─── ENTRIES PROVIDED

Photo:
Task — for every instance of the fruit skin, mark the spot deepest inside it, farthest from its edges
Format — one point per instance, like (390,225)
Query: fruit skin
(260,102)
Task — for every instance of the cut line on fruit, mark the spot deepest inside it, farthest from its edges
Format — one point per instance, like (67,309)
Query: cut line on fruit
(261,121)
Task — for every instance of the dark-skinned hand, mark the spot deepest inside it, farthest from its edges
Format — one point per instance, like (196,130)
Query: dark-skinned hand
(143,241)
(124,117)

──────
─── ENTRIES PROVIDED

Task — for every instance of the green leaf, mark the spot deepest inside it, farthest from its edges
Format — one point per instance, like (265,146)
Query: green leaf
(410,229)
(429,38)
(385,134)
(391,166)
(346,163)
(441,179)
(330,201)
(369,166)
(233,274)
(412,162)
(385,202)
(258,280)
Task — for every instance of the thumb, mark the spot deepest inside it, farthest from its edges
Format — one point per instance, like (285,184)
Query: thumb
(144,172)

──────
─── ENTRIES PROVIDED

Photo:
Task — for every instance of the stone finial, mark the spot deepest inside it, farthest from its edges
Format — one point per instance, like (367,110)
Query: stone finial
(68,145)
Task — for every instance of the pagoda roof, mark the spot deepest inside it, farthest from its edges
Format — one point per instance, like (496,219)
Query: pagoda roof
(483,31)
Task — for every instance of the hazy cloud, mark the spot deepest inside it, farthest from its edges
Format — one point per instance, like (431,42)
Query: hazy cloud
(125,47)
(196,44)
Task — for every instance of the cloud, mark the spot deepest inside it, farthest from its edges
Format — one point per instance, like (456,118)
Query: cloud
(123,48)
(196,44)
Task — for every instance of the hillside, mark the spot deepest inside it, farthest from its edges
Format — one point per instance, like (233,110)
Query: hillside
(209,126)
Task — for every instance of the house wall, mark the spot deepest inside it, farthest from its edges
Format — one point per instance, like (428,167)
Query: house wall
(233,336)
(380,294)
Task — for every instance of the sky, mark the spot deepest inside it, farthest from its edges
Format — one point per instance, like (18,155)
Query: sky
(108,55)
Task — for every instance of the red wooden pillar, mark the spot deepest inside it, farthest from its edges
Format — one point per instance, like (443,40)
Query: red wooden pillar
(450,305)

──────

JOB.
Count the lines in the data above that contain the word "hillside", treating case as significant, and give only the number.

ANSWER TO THIS EXERCISE.
2